--- How to complete this task ---
The data below must be repeated exactly. Leave nothing out.

--- Data listing ---
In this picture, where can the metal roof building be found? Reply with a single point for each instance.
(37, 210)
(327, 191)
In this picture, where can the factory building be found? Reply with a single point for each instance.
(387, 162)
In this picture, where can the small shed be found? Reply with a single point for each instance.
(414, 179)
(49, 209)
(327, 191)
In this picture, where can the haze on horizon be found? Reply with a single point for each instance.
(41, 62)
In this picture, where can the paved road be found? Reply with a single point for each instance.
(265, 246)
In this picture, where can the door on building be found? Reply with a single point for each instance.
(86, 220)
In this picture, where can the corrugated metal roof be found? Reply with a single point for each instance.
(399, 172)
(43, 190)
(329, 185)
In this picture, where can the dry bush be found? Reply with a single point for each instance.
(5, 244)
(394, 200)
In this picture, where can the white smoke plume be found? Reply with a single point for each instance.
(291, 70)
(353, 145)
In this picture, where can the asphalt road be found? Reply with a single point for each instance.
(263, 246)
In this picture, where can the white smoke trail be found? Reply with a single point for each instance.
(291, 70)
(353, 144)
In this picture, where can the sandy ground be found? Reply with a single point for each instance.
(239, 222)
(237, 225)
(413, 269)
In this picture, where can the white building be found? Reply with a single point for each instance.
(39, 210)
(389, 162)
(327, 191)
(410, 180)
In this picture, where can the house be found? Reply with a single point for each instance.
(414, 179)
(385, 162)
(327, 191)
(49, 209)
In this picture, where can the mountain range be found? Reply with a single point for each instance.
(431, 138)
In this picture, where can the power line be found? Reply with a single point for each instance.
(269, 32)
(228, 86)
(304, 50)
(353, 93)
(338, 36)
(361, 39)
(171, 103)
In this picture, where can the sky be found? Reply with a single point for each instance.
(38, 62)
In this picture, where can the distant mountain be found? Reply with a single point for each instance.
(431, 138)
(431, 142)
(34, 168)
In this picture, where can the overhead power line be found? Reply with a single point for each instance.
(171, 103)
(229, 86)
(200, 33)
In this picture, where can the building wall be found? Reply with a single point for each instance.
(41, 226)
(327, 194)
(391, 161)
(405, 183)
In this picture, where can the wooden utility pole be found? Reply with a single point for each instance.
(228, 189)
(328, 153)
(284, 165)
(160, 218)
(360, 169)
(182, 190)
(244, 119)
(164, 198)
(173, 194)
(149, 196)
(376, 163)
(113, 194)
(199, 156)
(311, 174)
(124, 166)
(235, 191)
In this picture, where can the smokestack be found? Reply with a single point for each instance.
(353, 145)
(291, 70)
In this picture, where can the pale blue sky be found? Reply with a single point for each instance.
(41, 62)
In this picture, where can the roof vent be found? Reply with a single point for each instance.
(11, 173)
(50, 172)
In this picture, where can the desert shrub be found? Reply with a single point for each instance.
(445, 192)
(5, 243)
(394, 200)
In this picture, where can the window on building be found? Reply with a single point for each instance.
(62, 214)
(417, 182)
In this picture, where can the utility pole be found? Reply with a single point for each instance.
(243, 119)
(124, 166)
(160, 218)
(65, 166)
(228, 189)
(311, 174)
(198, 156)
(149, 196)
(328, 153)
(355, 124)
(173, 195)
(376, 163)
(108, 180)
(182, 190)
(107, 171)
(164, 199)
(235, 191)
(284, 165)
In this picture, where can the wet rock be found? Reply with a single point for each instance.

--- Reply to the exercise ---
In this picture, where can the metal roof building be found? Reply with a single point for each instance.
(37, 210)
(327, 191)
In this picture, where can the factory building be found? Reply with a single point for each instance.
(387, 162)
In this picture, where can the small shed be found? Reply with a single point for each instance.
(414, 179)
(49, 209)
(327, 191)
In this picture, where can the haze on horizon be found? Reply with a single point for each instance.
(41, 62)
In this picture, where can the paved road be found? Reply with a single point for each instance.
(265, 246)
In this picture, where can the door on building be found? Reply with a single point for each instance.
(86, 220)
In this picture, where can the corrugated metal roof be found? Reply with a single point for each instance.
(399, 172)
(43, 190)
(329, 185)
In this picture, where can the dry bush be found? Reply with a single point for each instance.
(5, 244)
(394, 200)
In this picture, where can the white smoke plume be found? Reply with a single point for each instance.
(291, 70)
(353, 145)
In this picture, where can the asphalt road be found? Reply with a single point for each instance.
(263, 246)
In this picture, where can the white smoke trail be found? Reply with a single point for each instance.
(291, 70)
(353, 144)
In this picture, where can the sandy ground be found? Reply with a single point for each instance.
(239, 222)
(237, 225)
(413, 269)
In this picture, where can the white building be found? Reply with a single point for each instance.
(39, 210)
(389, 162)
(327, 191)
(410, 180)
In this picture, where can the house be found? Reply with a single point for each instance.
(414, 179)
(385, 162)
(327, 191)
(49, 209)
In this picture, where can the mountain range be found? Reply with a single point for each instance.
(431, 138)
In this picture, where can the power line be found? Reply with a single point for each instance.
(269, 32)
(228, 86)
(304, 50)
(353, 93)
(338, 36)
(361, 39)
(171, 103)
In this picture, where can the sky be found? Reply with a single point for each instance.
(38, 62)
In this picture, where can the distant mountain be found? Reply with a single point for each instance.
(431, 138)
(431, 142)
(34, 168)
In this picture, where can the overhead power line be found? Reply with a single point for each instance.
(171, 103)
(229, 86)
(200, 33)
In this picture, where can the building wall be found? Reply with a single point for each instance.
(41, 226)
(327, 194)
(391, 161)
(405, 183)
In this picture, where can the wooden utility pole be found? Reply with a single point for each instance.
(228, 189)
(328, 153)
(284, 165)
(160, 218)
(360, 169)
(182, 190)
(244, 119)
(164, 198)
(173, 194)
(149, 196)
(376, 163)
(113, 194)
(199, 156)
(311, 174)
(124, 166)
(235, 191)
In this picture, where can the smokestack be found? Reply with a single point for each instance.
(353, 145)
(291, 70)
In this picture, where can the pale blue sky be found? Reply with a single point for each instance.
(41, 62)
In this picture, where can the roof vent be found? Reply with a single point for each instance.
(11, 173)
(50, 172)
In this picture, where can the desert shrub be found? Reply with a single point for each instance.
(445, 192)
(5, 243)
(394, 200)
In this picture, where can the window on building be found? Reply with a single point for each instance.
(62, 214)
(417, 182)
In this picture, where can the utility pole be found? Reply with a single point for each instance.
(243, 119)
(124, 166)
(160, 218)
(65, 166)
(228, 189)
(311, 174)
(198, 156)
(149, 196)
(328, 153)
(355, 124)
(173, 195)
(376, 163)
(108, 180)
(182, 190)
(107, 171)
(164, 199)
(235, 191)
(284, 165)
In this picture, where can the wet rock be found? Reply with a single point for each instance.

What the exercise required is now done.